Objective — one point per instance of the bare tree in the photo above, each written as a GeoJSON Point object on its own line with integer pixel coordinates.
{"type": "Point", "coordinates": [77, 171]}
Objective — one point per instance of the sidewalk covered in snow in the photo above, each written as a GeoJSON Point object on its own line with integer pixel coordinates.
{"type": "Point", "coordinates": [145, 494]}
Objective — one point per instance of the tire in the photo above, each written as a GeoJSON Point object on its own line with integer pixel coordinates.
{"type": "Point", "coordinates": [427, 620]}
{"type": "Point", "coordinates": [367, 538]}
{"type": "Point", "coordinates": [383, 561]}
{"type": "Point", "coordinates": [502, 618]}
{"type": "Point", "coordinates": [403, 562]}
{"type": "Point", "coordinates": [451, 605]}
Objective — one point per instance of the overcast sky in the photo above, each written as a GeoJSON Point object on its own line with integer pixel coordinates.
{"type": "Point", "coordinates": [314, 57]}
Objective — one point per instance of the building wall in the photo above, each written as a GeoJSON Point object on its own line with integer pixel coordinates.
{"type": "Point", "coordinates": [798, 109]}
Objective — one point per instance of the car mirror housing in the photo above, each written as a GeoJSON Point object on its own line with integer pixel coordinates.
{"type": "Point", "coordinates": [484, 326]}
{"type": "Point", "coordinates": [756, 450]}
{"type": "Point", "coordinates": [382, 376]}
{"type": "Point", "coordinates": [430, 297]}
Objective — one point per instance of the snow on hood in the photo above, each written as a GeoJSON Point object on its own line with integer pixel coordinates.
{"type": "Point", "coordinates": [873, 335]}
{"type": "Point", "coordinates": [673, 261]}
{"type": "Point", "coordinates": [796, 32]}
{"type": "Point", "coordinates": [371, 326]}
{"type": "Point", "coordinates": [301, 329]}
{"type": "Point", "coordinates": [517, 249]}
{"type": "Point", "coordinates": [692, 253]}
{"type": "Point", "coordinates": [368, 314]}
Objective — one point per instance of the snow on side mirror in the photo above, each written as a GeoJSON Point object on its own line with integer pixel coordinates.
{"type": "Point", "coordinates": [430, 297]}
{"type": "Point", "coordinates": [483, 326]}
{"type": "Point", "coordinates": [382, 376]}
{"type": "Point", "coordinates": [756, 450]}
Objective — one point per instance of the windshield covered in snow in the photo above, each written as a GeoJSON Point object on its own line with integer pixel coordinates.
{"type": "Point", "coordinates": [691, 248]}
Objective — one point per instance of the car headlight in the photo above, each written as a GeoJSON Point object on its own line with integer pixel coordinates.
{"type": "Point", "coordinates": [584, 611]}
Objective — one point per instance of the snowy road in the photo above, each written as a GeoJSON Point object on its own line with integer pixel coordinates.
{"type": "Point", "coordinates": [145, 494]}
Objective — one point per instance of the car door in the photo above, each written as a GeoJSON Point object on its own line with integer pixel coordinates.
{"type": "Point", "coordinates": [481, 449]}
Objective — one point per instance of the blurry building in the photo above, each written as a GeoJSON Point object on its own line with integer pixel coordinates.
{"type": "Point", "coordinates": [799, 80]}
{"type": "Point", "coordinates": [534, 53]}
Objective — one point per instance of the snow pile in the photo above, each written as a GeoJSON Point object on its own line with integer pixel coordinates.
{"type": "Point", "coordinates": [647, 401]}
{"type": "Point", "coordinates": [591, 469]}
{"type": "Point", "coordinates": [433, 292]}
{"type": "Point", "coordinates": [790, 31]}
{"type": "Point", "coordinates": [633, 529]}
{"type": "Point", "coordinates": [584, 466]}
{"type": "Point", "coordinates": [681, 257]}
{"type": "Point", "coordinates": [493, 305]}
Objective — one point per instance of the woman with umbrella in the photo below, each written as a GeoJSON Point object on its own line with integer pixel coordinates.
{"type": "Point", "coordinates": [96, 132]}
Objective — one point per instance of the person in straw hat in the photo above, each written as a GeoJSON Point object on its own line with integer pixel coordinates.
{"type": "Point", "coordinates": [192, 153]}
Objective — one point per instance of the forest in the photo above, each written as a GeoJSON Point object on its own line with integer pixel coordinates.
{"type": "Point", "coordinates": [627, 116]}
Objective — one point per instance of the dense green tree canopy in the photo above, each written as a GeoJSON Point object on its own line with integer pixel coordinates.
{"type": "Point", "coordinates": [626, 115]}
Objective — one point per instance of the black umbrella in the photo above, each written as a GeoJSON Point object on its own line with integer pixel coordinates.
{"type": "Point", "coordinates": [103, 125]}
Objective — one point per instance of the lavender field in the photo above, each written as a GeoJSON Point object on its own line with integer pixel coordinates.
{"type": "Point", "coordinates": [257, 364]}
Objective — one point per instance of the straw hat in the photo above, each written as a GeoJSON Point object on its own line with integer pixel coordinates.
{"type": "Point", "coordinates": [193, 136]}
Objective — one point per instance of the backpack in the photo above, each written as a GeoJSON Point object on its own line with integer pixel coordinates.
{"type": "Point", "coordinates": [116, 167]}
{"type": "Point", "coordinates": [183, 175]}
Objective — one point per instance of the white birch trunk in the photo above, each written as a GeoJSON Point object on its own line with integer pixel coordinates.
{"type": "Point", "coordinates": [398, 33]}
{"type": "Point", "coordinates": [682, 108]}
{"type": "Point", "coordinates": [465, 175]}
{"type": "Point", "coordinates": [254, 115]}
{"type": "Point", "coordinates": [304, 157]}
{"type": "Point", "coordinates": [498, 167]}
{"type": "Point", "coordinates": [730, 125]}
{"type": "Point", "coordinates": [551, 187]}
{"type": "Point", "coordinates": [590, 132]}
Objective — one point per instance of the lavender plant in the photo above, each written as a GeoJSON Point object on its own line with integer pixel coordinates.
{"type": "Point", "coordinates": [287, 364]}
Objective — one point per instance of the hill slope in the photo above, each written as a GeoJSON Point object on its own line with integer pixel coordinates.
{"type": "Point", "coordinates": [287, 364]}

> **TASK OBJECTIVE**
Word for word, write out every line of the listing.

> **ANSWER FOR THIS EXERCISE**
Objective — one point per instance of the bare tree in the photo above, each written as a GeoJSON Point object on its own line with integer pixel coordinates.
{"type": "Point", "coordinates": [77, 171]}
Objective — one point per instance of the sidewalk covered in snow in the photo above, each written as a GeoJSON Point object on its own line with integer pixel coordinates.
{"type": "Point", "coordinates": [145, 494]}
Objective — one point per instance of the tire in the photo above, each written as a GeoJSON Point object on its own line with integer pixel coordinates.
{"type": "Point", "coordinates": [427, 620]}
{"type": "Point", "coordinates": [367, 538]}
{"type": "Point", "coordinates": [383, 561]}
{"type": "Point", "coordinates": [502, 618]}
{"type": "Point", "coordinates": [403, 562]}
{"type": "Point", "coordinates": [451, 605]}
Objective — one point per instance of the overcast sky in the photo above, each written as a GeoJSON Point object on its own line with integer pixel coordinates.
{"type": "Point", "coordinates": [314, 57]}
Objective — one point per instance of the building wall in the photo above, each written as a GeoJSON Point object on its own line with integer pixel coordinates.
{"type": "Point", "coordinates": [798, 109]}
Objective — one point per instance of the car mirror housing in the photo above, each written as a GeoJSON Point object on its own line with integer pixel coordinates.
{"type": "Point", "coordinates": [484, 326]}
{"type": "Point", "coordinates": [756, 450]}
{"type": "Point", "coordinates": [382, 376]}
{"type": "Point", "coordinates": [430, 297]}
Objective — one point per instance of the snow on hood in the photo above, each written as a GeoJSON Point object on its own line with integer pixel coordinates.
{"type": "Point", "coordinates": [873, 335]}
{"type": "Point", "coordinates": [673, 261]}
{"type": "Point", "coordinates": [796, 32]}
{"type": "Point", "coordinates": [371, 326]}
{"type": "Point", "coordinates": [301, 329]}
{"type": "Point", "coordinates": [517, 249]}
{"type": "Point", "coordinates": [692, 253]}
{"type": "Point", "coordinates": [368, 314]}
Objective — one point per instance of the snow on side mirror in the photo above, each written as a GeoJSON Point object on its own line with integer pixel coordinates.
{"type": "Point", "coordinates": [430, 297]}
{"type": "Point", "coordinates": [483, 326]}
{"type": "Point", "coordinates": [382, 376]}
{"type": "Point", "coordinates": [756, 450]}
Objective — one point per instance of the windshield covered in snow in the photo above, each written as a GeoJSON Point object on its own line with integer pixel coordinates.
{"type": "Point", "coordinates": [691, 248]}
Objective — one point per instance of the car headlight in the photo above, each written as a GeoJSON Point object on its own line with integer pixel coordinates.
{"type": "Point", "coordinates": [584, 611]}
Objective — one point per instance of the snowy road in the photo above, each written as a GeoJSON Point object on its own line with integer pixel coordinates.
{"type": "Point", "coordinates": [145, 494]}
Objective — one point per instance of the car door in the photo above, each written as a GeoJSON Point object on its own line with integer pixel coordinates.
{"type": "Point", "coordinates": [481, 449]}
Objective — one point per instance of the blurry building in the photo above, each written as a GeoJSON Point object on its own line with integer pixel coordinates.
{"type": "Point", "coordinates": [799, 80]}
{"type": "Point", "coordinates": [534, 53]}
Objective — one point per instance of the snow pile in the photo above, each written as a GeoJSON Point object on its own line with integer pixel coordinates.
{"type": "Point", "coordinates": [647, 401]}
{"type": "Point", "coordinates": [591, 469]}
{"type": "Point", "coordinates": [433, 292]}
{"type": "Point", "coordinates": [790, 31]}
{"type": "Point", "coordinates": [633, 529]}
{"type": "Point", "coordinates": [584, 466]}
{"type": "Point", "coordinates": [681, 257]}
{"type": "Point", "coordinates": [493, 305]}
Objective — one point per instance of the woman with umbrella in the photo below, each written as a GeoJSON Point object on its own line with integer pixel coordinates.
{"type": "Point", "coordinates": [96, 132]}
Objective — one point per instance of the person in straw hat in the photo above, each written as a GeoJSON Point object on its own line with integer pixel coordinates.
{"type": "Point", "coordinates": [192, 153]}
Objective — one point per instance of the forest in the photo above, each written as a GeoJSON Point object on its own line with integer pixel coordinates.
{"type": "Point", "coordinates": [627, 116]}
Objective — one point per instance of the dense green tree canopy in the photo above, each written as a GeoJSON Point object on its own line with integer pixel coordinates.
{"type": "Point", "coordinates": [626, 115]}
Objective — one point per instance of the black umbrella in the photo above, each written as a GeoJSON Point object on its own line with integer pixel coordinates.
{"type": "Point", "coordinates": [103, 125]}
Objective — one point per instance of the lavender field in the photo above, each written as a GeoJSON Point object on its own line with integer pixel coordinates.
{"type": "Point", "coordinates": [257, 364]}
Objective — one point per instance of the straw hat in the photo above, each written as a GeoJSON Point object on its own line with integer pixel coordinates.
{"type": "Point", "coordinates": [193, 136]}
Objective — one point per instance of the backpack in the photo above, each written as a GeoJSON Point object on its own line with integer pixel coordinates.
{"type": "Point", "coordinates": [116, 167]}
{"type": "Point", "coordinates": [183, 175]}
Objective — one point per instance of the white birch trunk in the photo above, each written as a GeoJSON Point object on its own line with integer pixel coordinates.
{"type": "Point", "coordinates": [398, 33]}
{"type": "Point", "coordinates": [682, 108]}
{"type": "Point", "coordinates": [465, 175]}
{"type": "Point", "coordinates": [254, 115]}
{"type": "Point", "coordinates": [304, 157]}
{"type": "Point", "coordinates": [498, 167]}
{"type": "Point", "coordinates": [730, 125]}
{"type": "Point", "coordinates": [551, 187]}
{"type": "Point", "coordinates": [590, 132]}
Objective — one point per instance of the lavender plant in the photo above, each written as a GeoJSON Point object on its own line with integer pixel coordinates.
{"type": "Point", "coordinates": [287, 364]}
Objective — one point per instance of the hill slope in the photo above, each written as a GeoJSON Point object on its own line with integer pixel coordinates.
{"type": "Point", "coordinates": [287, 364]}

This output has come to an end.